Set task - Copy the rows again, from the line that has "Might I trouble you for the coordinates of the ceiling air" through the end of the rows, with every "pin" swapped for "marker" and nothing else changed. Give only those lines.
++++ Stored data ++++
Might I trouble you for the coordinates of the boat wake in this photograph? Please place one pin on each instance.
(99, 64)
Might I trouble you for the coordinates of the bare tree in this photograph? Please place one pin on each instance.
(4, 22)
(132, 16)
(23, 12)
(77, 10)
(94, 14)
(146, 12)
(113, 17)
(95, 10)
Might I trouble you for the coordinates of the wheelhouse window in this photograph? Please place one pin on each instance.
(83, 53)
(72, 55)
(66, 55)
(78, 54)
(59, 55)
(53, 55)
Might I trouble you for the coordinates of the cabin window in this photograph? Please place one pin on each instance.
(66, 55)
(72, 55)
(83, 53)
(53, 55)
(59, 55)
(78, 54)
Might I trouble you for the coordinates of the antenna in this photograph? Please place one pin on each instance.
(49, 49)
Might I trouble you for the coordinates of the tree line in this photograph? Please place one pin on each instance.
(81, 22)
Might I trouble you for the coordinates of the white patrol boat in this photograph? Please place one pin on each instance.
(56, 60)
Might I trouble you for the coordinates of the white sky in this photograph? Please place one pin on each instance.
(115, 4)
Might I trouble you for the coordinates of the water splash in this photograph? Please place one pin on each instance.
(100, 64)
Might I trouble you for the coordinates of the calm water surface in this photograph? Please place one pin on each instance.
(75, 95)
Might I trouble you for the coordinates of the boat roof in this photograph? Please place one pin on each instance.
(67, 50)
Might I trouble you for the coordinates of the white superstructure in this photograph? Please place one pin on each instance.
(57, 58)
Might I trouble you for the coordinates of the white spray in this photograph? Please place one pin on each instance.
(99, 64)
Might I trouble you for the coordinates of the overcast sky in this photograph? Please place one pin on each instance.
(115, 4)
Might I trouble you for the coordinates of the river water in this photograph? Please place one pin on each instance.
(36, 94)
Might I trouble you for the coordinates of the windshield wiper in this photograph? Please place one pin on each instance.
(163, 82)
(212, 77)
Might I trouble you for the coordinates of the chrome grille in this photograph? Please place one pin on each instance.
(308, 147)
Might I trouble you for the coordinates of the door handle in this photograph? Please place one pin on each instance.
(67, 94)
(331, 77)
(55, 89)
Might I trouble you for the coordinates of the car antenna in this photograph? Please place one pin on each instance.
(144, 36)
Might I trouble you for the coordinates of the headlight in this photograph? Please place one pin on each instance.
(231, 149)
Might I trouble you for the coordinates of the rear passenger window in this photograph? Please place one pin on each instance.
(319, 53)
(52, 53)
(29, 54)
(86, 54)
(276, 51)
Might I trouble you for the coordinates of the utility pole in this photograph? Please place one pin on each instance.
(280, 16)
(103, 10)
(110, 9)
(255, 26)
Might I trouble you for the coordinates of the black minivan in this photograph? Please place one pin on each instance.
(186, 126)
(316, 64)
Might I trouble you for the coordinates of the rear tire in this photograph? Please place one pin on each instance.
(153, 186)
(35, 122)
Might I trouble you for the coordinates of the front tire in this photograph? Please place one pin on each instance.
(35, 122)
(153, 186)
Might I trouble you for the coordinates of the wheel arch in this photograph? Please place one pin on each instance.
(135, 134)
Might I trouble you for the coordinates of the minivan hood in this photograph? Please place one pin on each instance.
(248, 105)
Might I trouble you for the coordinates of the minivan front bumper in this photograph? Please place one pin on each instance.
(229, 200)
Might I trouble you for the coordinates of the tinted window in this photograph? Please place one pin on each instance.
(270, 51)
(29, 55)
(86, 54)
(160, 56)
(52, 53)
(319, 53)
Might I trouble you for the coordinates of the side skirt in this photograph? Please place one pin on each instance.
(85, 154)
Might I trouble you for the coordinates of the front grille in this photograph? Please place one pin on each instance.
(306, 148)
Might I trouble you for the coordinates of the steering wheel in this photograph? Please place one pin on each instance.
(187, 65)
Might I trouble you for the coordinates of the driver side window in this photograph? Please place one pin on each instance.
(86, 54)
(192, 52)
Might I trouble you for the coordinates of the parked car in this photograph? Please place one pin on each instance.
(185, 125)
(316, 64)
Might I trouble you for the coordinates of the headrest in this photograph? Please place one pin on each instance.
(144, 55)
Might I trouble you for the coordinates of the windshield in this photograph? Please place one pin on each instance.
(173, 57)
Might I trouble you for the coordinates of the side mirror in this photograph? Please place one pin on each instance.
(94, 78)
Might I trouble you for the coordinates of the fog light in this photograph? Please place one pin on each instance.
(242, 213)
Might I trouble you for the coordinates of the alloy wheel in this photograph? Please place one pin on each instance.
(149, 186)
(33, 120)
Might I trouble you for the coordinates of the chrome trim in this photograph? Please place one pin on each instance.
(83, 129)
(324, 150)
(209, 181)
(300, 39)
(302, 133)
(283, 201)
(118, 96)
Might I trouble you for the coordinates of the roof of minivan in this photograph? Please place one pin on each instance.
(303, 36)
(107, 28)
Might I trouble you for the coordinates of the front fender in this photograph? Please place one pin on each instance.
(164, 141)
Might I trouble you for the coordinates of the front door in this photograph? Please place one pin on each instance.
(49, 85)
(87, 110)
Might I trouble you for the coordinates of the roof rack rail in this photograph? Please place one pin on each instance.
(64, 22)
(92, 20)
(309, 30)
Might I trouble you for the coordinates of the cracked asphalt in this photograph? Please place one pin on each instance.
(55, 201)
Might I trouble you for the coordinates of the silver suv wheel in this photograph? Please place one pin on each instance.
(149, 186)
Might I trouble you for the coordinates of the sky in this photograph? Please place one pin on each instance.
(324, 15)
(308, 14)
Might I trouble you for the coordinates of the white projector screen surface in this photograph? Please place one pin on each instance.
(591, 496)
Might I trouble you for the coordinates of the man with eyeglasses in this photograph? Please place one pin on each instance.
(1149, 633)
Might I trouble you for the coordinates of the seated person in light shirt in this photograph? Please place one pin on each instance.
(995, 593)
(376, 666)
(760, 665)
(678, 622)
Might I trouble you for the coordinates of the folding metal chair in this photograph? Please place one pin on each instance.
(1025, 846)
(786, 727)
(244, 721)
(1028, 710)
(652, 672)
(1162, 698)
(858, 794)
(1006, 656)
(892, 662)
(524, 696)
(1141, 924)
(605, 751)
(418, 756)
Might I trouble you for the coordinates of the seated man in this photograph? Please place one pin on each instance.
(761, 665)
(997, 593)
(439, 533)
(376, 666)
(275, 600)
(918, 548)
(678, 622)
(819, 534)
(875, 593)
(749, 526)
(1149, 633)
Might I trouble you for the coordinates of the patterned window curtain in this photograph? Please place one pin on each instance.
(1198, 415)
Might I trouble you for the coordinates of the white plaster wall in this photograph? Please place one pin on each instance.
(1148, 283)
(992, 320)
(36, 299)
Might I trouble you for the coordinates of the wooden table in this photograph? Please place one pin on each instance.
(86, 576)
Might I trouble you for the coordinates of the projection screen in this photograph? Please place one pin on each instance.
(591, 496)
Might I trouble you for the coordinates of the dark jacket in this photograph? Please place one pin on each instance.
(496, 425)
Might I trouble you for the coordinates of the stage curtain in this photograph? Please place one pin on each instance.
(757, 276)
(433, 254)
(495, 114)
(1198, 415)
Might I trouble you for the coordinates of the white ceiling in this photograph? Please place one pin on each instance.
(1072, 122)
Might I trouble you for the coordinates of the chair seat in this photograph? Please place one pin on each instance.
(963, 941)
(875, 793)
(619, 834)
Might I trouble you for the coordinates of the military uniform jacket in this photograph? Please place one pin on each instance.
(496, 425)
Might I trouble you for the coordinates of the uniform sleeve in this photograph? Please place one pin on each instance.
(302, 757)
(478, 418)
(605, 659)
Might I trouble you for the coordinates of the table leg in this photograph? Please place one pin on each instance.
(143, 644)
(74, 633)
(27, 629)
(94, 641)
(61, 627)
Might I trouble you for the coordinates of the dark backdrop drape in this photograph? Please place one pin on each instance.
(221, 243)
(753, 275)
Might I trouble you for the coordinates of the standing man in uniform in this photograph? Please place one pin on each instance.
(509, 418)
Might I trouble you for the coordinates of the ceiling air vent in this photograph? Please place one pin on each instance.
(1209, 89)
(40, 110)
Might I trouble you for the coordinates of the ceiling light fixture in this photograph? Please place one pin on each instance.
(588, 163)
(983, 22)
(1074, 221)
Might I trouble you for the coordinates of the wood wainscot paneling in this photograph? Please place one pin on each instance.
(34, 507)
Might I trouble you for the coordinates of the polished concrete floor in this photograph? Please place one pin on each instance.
++++
Answer to the exercise -
Might I trouble you for the coordinates of the ceiling air vent in this photograph? Please place one marker on each instance.
(1209, 89)
(40, 110)
Might I trouble you for the coordinates of the ceiling light fixture in this photograph? Please place one marker on each instance.
(588, 163)
(983, 22)
(1074, 221)
Might I trouble you for the coordinates of the wood wainscot paneling in this photograph? Please place one marker on each instance.
(34, 507)
Might I trouble you for the coordinates of the polished concrete floor in this photograph? Please place one marker on each instance.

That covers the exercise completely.